(Region labeling entries)
------------------------------

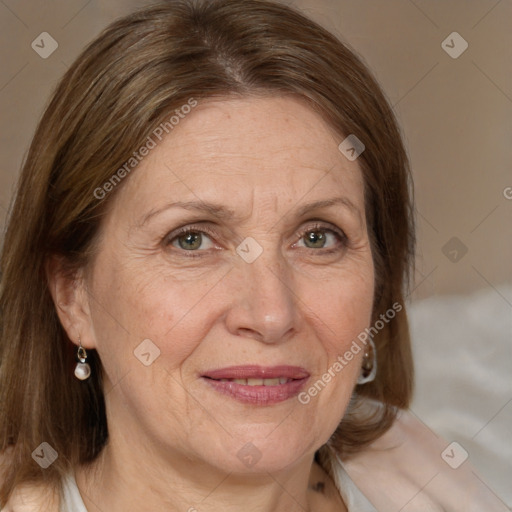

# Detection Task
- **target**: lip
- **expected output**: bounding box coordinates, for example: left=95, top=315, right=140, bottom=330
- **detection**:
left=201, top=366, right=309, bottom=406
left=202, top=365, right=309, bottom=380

------------------------------

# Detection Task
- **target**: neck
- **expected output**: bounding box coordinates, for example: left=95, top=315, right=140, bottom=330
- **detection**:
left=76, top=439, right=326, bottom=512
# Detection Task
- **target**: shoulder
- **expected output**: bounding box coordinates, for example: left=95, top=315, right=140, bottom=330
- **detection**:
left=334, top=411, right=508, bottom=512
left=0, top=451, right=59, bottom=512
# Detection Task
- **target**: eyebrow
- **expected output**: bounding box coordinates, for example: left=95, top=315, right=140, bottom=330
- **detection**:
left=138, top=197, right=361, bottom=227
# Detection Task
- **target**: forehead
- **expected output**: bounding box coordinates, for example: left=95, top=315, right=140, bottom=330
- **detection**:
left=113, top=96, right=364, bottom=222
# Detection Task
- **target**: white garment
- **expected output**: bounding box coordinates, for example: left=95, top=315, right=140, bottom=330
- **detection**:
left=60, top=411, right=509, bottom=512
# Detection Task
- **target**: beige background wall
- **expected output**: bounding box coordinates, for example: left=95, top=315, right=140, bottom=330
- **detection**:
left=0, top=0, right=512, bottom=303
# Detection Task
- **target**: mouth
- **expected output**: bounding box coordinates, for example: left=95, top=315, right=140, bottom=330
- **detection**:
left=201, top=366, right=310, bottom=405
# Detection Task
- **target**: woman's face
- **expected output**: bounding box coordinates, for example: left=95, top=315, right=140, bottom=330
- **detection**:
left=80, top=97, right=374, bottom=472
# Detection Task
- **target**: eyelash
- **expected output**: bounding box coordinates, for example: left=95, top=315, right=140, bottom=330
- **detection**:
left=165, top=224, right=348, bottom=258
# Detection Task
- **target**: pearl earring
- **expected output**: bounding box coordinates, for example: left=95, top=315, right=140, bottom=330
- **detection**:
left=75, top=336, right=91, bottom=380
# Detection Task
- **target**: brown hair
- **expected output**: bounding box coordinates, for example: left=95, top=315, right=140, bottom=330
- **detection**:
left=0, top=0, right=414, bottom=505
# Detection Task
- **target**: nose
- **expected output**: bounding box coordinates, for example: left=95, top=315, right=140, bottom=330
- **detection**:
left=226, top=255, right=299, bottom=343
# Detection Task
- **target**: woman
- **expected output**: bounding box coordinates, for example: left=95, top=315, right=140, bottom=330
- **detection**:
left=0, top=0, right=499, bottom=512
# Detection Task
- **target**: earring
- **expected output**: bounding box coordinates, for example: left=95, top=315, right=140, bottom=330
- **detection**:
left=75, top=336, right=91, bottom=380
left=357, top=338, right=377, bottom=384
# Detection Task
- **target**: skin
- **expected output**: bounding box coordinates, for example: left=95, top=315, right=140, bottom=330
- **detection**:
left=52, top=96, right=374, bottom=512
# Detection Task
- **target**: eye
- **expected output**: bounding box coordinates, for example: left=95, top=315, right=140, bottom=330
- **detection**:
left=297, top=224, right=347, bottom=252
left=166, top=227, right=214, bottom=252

------------------------------

_Short problem_
Which lines in the entries above contain the string "earring"? Pick out and copy each one, and count a match only when the case is the same.

_Reply_
- **target**: pearl earring
- **target**: earring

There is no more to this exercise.